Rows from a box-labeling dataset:
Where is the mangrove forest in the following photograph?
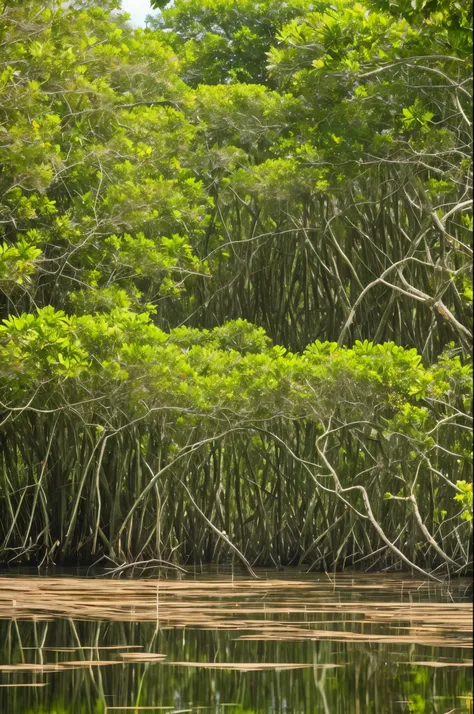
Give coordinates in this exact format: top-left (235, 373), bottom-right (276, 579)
top-left (0, 0), bottom-right (473, 576)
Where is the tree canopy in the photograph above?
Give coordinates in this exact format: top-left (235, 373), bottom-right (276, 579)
top-left (0, 0), bottom-right (472, 572)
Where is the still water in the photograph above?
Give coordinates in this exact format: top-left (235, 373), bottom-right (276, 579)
top-left (0, 571), bottom-right (472, 714)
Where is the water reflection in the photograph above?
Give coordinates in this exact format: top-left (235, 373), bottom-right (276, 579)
top-left (0, 574), bottom-right (472, 714)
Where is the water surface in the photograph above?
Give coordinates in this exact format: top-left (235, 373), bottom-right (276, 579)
top-left (0, 571), bottom-right (472, 714)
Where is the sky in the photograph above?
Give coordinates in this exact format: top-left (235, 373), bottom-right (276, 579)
top-left (122, 0), bottom-right (151, 25)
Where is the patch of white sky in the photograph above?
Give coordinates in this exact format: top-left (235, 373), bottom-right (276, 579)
top-left (122, 0), bottom-right (152, 27)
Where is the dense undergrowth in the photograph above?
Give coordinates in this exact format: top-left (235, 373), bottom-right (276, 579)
top-left (0, 0), bottom-right (472, 577)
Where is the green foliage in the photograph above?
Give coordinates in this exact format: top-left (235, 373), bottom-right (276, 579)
top-left (0, 0), bottom-right (472, 570)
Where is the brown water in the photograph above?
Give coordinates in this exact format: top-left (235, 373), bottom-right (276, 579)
top-left (0, 571), bottom-right (472, 714)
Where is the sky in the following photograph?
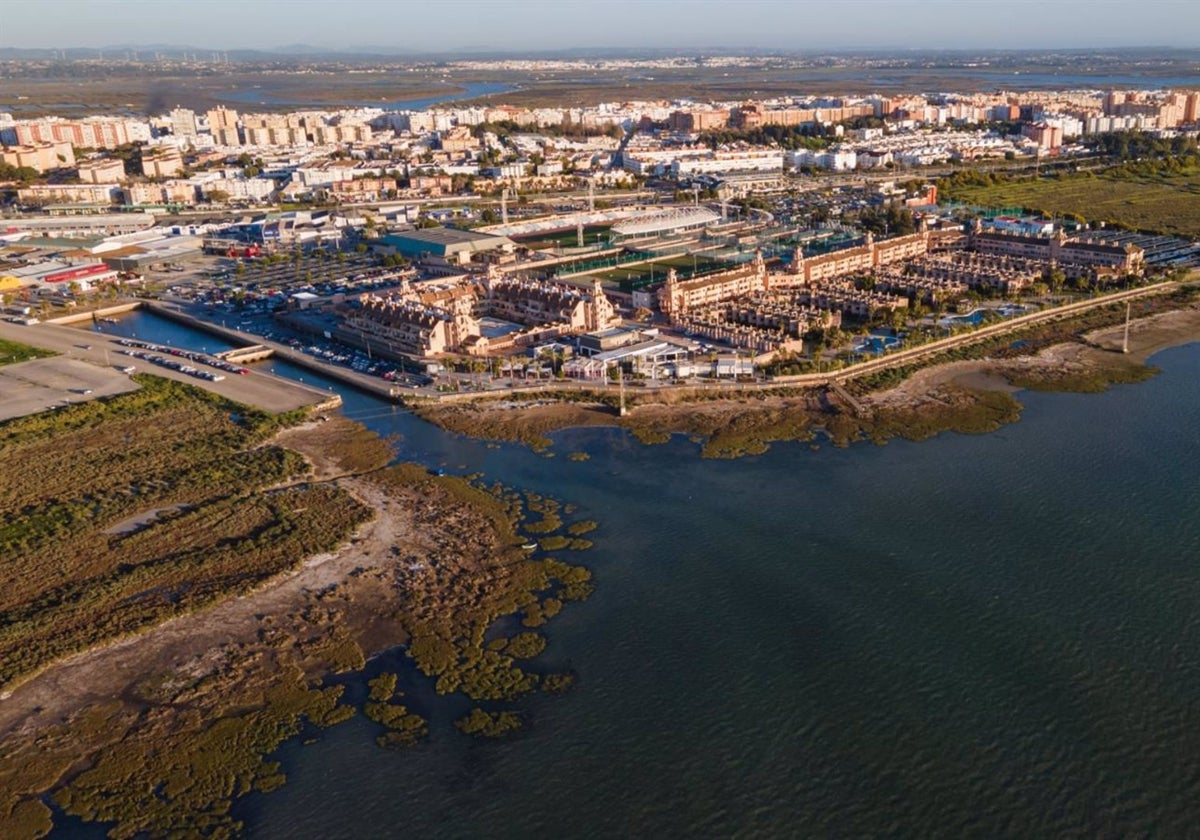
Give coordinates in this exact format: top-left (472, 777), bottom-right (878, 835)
top-left (7, 0), bottom-right (1200, 53)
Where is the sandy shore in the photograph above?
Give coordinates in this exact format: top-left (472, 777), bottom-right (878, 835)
top-left (866, 307), bottom-right (1200, 408)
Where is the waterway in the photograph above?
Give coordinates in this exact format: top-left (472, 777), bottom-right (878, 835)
top-left (77, 313), bottom-right (1200, 839)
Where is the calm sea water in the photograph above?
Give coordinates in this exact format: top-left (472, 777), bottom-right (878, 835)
top-left (72, 314), bottom-right (1200, 839)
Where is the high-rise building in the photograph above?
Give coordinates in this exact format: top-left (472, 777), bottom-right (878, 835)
top-left (168, 107), bottom-right (199, 140)
top-left (208, 106), bottom-right (241, 146)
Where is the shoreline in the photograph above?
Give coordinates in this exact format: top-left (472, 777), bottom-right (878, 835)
top-left (0, 416), bottom-right (594, 836)
top-left (412, 304), bottom-right (1200, 457)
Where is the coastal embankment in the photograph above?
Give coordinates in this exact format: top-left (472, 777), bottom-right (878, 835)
top-left (413, 284), bottom-right (1200, 457)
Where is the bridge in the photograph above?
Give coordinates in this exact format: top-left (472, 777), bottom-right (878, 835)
top-left (212, 344), bottom-right (275, 365)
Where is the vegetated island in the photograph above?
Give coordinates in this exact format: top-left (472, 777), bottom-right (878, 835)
top-left (413, 286), bottom-right (1200, 457)
top-left (0, 376), bottom-right (593, 838)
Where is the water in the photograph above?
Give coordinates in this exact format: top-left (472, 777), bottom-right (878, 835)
top-left (77, 316), bottom-right (1200, 839)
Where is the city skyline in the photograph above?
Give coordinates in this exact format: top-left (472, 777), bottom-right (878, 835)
top-left (7, 0), bottom-right (1200, 54)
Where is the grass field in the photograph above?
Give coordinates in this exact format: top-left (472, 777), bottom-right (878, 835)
top-left (0, 376), bottom-right (370, 686)
top-left (589, 254), bottom-right (731, 287)
top-left (0, 338), bottom-right (54, 365)
top-left (948, 172), bottom-right (1200, 236)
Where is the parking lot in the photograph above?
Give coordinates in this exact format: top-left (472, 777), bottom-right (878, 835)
top-left (0, 356), bottom-right (137, 420)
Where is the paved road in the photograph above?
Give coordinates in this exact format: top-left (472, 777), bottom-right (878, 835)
top-left (0, 322), bottom-right (332, 416)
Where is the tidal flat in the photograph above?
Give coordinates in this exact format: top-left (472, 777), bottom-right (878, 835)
top-left (0, 377), bottom-right (592, 838)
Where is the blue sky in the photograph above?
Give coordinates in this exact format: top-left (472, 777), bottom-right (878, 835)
top-left (9, 0), bottom-right (1200, 52)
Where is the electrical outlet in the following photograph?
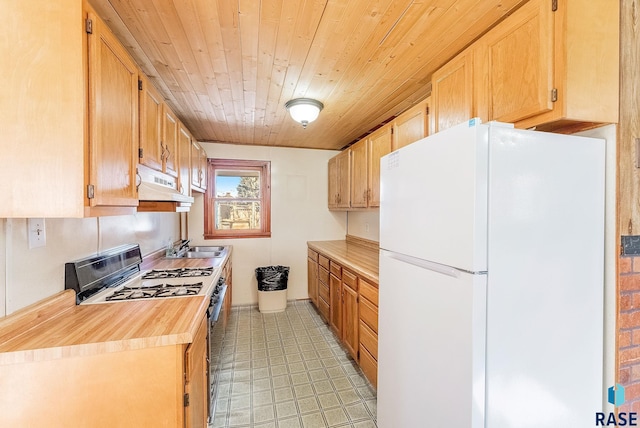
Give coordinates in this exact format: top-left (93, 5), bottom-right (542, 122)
top-left (27, 218), bottom-right (47, 248)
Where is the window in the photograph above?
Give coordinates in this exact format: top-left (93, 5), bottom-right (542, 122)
top-left (204, 159), bottom-right (271, 239)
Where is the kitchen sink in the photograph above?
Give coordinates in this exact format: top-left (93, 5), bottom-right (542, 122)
top-left (185, 249), bottom-right (225, 259)
top-left (189, 246), bottom-right (225, 251)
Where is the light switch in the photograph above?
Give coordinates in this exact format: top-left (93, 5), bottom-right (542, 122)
top-left (27, 218), bottom-right (47, 249)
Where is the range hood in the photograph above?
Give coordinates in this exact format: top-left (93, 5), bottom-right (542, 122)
top-left (138, 165), bottom-right (194, 212)
top-left (138, 181), bottom-right (193, 203)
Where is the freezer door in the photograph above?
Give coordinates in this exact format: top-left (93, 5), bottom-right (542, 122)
top-left (380, 120), bottom-right (489, 272)
top-left (377, 250), bottom-right (486, 428)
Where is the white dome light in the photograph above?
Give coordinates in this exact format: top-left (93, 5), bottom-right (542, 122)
top-left (284, 98), bottom-right (324, 128)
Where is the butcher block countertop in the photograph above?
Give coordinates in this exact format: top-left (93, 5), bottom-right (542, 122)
top-left (307, 235), bottom-right (378, 285)
top-left (0, 252), bottom-right (231, 365)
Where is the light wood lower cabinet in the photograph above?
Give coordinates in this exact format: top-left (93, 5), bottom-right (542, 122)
top-left (342, 270), bottom-right (358, 361)
top-left (329, 261), bottom-right (342, 339)
top-left (222, 257), bottom-right (233, 331)
top-left (358, 279), bottom-right (378, 386)
top-left (0, 312), bottom-right (208, 428)
top-left (317, 254), bottom-right (331, 322)
top-left (184, 316), bottom-right (209, 428)
top-left (307, 250), bottom-right (318, 306)
top-left (307, 244), bottom-right (378, 387)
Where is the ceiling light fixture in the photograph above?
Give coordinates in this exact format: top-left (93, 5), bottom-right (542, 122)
top-left (284, 98), bottom-right (324, 128)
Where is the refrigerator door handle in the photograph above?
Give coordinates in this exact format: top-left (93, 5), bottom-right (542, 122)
top-left (380, 250), bottom-right (486, 278)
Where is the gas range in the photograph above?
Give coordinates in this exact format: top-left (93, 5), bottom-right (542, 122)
top-left (65, 244), bottom-right (221, 304)
top-left (82, 267), bottom-right (220, 304)
top-left (142, 267), bottom-right (214, 279)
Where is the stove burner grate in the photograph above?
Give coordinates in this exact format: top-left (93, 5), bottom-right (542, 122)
top-left (105, 282), bottom-right (202, 301)
top-left (142, 267), bottom-right (213, 279)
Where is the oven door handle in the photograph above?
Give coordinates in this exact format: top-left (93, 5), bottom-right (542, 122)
top-left (211, 284), bottom-right (227, 322)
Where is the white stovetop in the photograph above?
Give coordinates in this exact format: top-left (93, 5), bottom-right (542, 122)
top-left (80, 267), bottom-right (221, 305)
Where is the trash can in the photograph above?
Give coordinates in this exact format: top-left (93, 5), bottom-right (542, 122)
top-left (256, 266), bottom-right (289, 314)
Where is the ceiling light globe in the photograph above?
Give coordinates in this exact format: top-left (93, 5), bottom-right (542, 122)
top-left (284, 98), bottom-right (324, 128)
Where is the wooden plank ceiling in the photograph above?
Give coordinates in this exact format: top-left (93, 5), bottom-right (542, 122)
top-left (90, 0), bottom-right (522, 149)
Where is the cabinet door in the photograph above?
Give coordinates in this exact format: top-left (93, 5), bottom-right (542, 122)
top-left (327, 156), bottom-right (338, 209)
top-left (350, 139), bottom-right (369, 208)
top-left (329, 274), bottom-right (342, 339)
top-left (222, 259), bottom-right (233, 327)
top-left (178, 122), bottom-right (191, 196)
top-left (336, 149), bottom-right (351, 208)
top-left (342, 283), bottom-right (359, 361)
top-left (88, 13), bottom-right (139, 207)
top-left (429, 50), bottom-right (475, 134)
top-left (307, 258), bottom-right (318, 307)
top-left (184, 316), bottom-right (209, 428)
top-left (191, 140), bottom-right (204, 191)
top-left (477, 0), bottom-right (556, 123)
top-left (393, 99), bottom-right (429, 150)
top-left (162, 103), bottom-right (178, 177)
top-left (139, 74), bottom-right (162, 172)
top-left (367, 126), bottom-right (392, 207)
top-left (200, 146), bottom-right (209, 191)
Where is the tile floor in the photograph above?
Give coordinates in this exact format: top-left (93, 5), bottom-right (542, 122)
top-left (209, 301), bottom-right (376, 428)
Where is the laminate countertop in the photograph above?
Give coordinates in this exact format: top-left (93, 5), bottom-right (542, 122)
top-left (307, 239), bottom-right (379, 286)
top-left (0, 252), bottom-right (231, 365)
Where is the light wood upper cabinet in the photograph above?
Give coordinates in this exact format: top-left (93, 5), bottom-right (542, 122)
top-left (475, 0), bottom-right (619, 132)
top-left (138, 73), bottom-right (164, 171)
top-left (178, 122), bottom-right (191, 196)
top-left (329, 149), bottom-right (351, 209)
top-left (87, 5), bottom-right (138, 207)
top-left (329, 125), bottom-right (392, 210)
top-left (191, 139), bottom-right (207, 193)
top-left (392, 97), bottom-right (431, 150)
top-left (351, 139), bottom-right (369, 208)
top-left (477, 0), bottom-right (554, 123)
top-left (162, 103), bottom-right (178, 177)
top-left (429, 48), bottom-right (476, 134)
top-left (367, 126), bottom-right (392, 207)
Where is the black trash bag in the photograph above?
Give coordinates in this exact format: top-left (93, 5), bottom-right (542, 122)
top-left (256, 266), bottom-right (289, 291)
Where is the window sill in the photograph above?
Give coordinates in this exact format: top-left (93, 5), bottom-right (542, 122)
top-left (204, 231), bottom-right (271, 239)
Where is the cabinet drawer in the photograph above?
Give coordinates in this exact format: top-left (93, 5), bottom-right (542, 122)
top-left (318, 283), bottom-right (329, 302)
top-left (360, 345), bottom-right (378, 388)
top-left (358, 278), bottom-right (378, 306)
top-left (318, 299), bottom-right (329, 322)
top-left (329, 262), bottom-right (342, 278)
top-left (342, 269), bottom-right (358, 291)
top-left (318, 254), bottom-right (329, 270)
top-left (358, 299), bottom-right (378, 333)
top-left (360, 320), bottom-right (378, 360)
top-left (318, 266), bottom-right (329, 285)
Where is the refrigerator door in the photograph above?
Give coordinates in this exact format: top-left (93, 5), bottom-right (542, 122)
top-left (487, 126), bottom-right (605, 428)
top-left (377, 250), bottom-right (487, 428)
top-left (380, 119), bottom-right (500, 272)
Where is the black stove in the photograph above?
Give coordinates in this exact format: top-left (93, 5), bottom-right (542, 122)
top-left (105, 282), bottom-right (202, 302)
top-left (142, 267), bottom-right (213, 279)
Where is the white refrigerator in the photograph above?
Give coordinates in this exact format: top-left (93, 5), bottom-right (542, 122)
top-left (377, 119), bottom-right (605, 428)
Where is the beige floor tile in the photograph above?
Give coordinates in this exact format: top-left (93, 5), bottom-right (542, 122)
top-left (209, 301), bottom-right (377, 428)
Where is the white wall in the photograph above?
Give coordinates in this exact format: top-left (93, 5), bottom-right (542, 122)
top-left (0, 213), bottom-right (180, 316)
top-left (188, 143), bottom-right (346, 305)
top-left (347, 209), bottom-right (380, 242)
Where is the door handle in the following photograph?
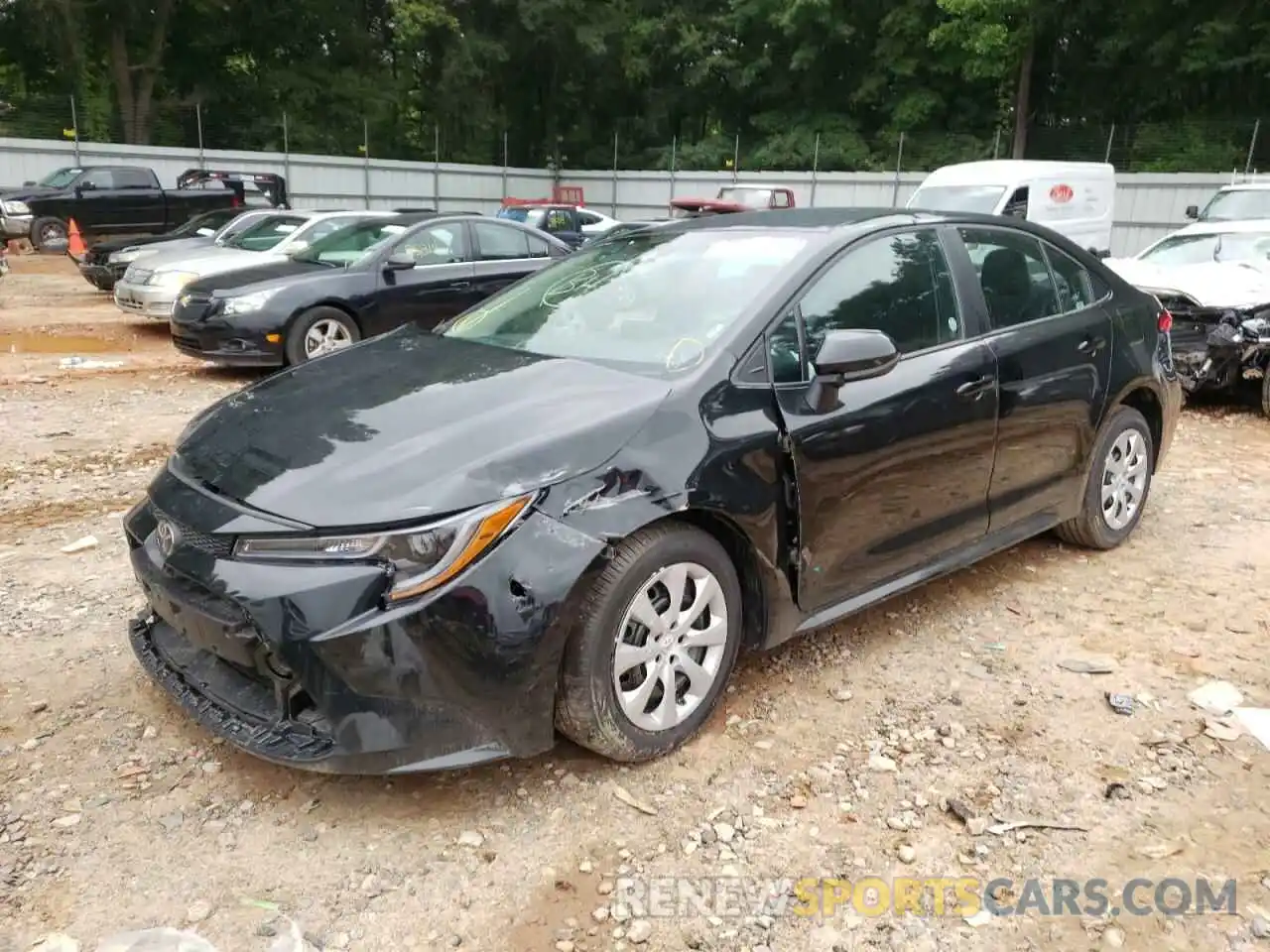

- [What to work on]:
Please rewrite the listing from the line with "Where is the vegetated" up to and including the line with "top-left (7, 0), bottom-right (1200, 54)", changing "coordinates" to "corner points" and keeping everything else the same.

- [Task response]:
Where is the vegetated island in the photograph above?
Give corner points in this exact format: top-left (472, 777), bottom-right (878, 835)
top-left (413, 286), bottom-right (1200, 457)
top-left (0, 376), bottom-right (593, 838)
Where is the water in the photograph above?
Give corner points in this exact format: top-left (472, 777), bottom-right (878, 835)
top-left (77, 316), bottom-right (1200, 839)
Where is the city skyline in the photograph above?
Give corner points in this exact format: top-left (472, 777), bottom-right (878, 835)
top-left (7, 0), bottom-right (1200, 54)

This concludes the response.